[Records of labeled points]
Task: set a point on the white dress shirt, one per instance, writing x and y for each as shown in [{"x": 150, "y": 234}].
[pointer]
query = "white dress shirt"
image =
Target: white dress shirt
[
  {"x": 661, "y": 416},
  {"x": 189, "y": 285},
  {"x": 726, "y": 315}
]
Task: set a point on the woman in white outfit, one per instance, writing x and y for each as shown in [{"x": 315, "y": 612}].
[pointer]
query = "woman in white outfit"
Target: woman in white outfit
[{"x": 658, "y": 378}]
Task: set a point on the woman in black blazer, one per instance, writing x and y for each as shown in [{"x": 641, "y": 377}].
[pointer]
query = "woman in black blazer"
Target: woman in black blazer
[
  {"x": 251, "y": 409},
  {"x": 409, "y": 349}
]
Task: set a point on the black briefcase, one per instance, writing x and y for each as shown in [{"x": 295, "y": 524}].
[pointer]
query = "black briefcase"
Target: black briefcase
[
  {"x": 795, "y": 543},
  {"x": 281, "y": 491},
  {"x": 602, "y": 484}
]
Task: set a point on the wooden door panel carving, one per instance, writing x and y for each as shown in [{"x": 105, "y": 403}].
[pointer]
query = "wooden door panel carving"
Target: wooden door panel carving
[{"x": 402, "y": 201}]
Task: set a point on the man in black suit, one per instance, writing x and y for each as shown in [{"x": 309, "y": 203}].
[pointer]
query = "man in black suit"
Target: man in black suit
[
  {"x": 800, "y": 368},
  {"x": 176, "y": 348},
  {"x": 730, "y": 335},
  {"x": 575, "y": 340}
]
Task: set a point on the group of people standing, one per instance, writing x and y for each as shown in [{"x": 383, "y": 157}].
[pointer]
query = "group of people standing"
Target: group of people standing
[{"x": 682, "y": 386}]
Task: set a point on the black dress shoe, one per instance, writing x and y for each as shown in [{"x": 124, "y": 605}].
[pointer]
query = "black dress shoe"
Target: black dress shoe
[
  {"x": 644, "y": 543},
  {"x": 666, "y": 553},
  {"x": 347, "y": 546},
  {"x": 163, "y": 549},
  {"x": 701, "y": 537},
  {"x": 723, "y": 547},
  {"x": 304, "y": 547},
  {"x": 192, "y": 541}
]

• DIRECTION: Format the rows above as a Markdown table with two columns, Number and Record line, putting each line in its own table row numbered from 1 and omitting blank lines.

• ANSWER TO THE TASK:
| Number | Record line |
|---|---|
| 1 | Task: set a point on the white dress shirt, one per instance, writing x and y for each as shown in [{"x": 150, "y": 234}]. |
| 2 | [pointer] |
| 3 | query = "white dress shirt" |
| 4 | image = |
| 5 | Target: white dress shirt |
| 6 | [ |
| 7 |   {"x": 661, "y": 416}, |
| 8 |   {"x": 189, "y": 285}, |
| 9 |   {"x": 726, "y": 315} |
| 10 | ] |
| 11 | Task: set a point on the woman in white outfit, one per instance, writing x and y for each as shown in [{"x": 315, "y": 612}]. |
| 12 | [pointer] |
| 13 | query = "woman in white outfit" |
| 14 | Target: woman in white outfit |
| 15 | [{"x": 658, "y": 378}] |
| 16 | Task: set a point on the woman in black blazer, one per instance, writing x and y for each as shown in [{"x": 641, "y": 377}]. |
| 17 | [pointer] |
| 18 | query = "woman in black blazer" |
| 19 | Target: woman in black blazer |
| 20 | [ |
| 21 |   {"x": 251, "y": 409}, |
| 22 |   {"x": 409, "y": 349} |
| 23 | ] |
| 24 | Task: set a point on the black briefcase, one per instance, writing x and y for each as shown in [{"x": 295, "y": 524}]. |
| 25 | [pointer] |
| 26 | query = "black briefcase" |
| 27 | Target: black briefcase |
| 28 | [ |
| 29 |   {"x": 795, "y": 543}, |
| 30 |   {"x": 281, "y": 491}, |
| 31 |   {"x": 602, "y": 484} |
| 32 | ] |
| 33 | Task: set a point on the wooden door panel carving, one per instance, writing x and y for each as shown in [{"x": 105, "y": 403}]. |
| 34 | [pointer] |
| 35 | query = "wooden door panel carving" |
| 36 | Target: wooden door panel carving |
| 37 | [{"x": 402, "y": 201}] |
| 38 | Task: set a point on the man in black suit, one per instance, writing x and y for each as shown in [{"x": 309, "y": 203}]. |
| 39 | [pointer] |
| 40 | query = "man in black suit" |
| 41 | Target: man in black suit |
| 42 | [ |
| 43 |   {"x": 800, "y": 368}, |
| 44 |   {"x": 176, "y": 348}, |
| 45 |   {"x": 730, "y": 335}, |
| 46 |   {"x": 575, "y": 340} |
| 47 | ] |
| 48 | Task: set a point on the group of people standing, one per instance, writing x and y for each as shown in [{"x": 383, "y": 157}]. |
| 49 | [pointer] |
| 50 | query = "group of people standing" |
| 51 | Target: group of people standing |
| 52 | [{"x": 682, "y": 386}] |
| 53 | Task: set a point on the black dress shoe, one per instance, writing x and y for each as shown in [{"x": 124, "y": 605}]. |
| 54 | [pointer] |
| 55 | query = "black dress shoe" |
| 56 | Target: black dress shoe |
| 57 | [ |
| 58 |   {"x": 644, "y": 543}, |
| 59 |   {"x": 666, "y": 553}, |
| 60 |   {"x": 347, "y": 546}, |
| 61 |   {"x": 163, "y": 549}, |
| 62 |   {"x": 701, "y": 537}, |
| 63 |   {"x": 723, "y": 547}, |
| 64 |   {"x": 304, "y": 547}, |
| 65 |   {"x": 192, "y": 541} |
| 66 | ] |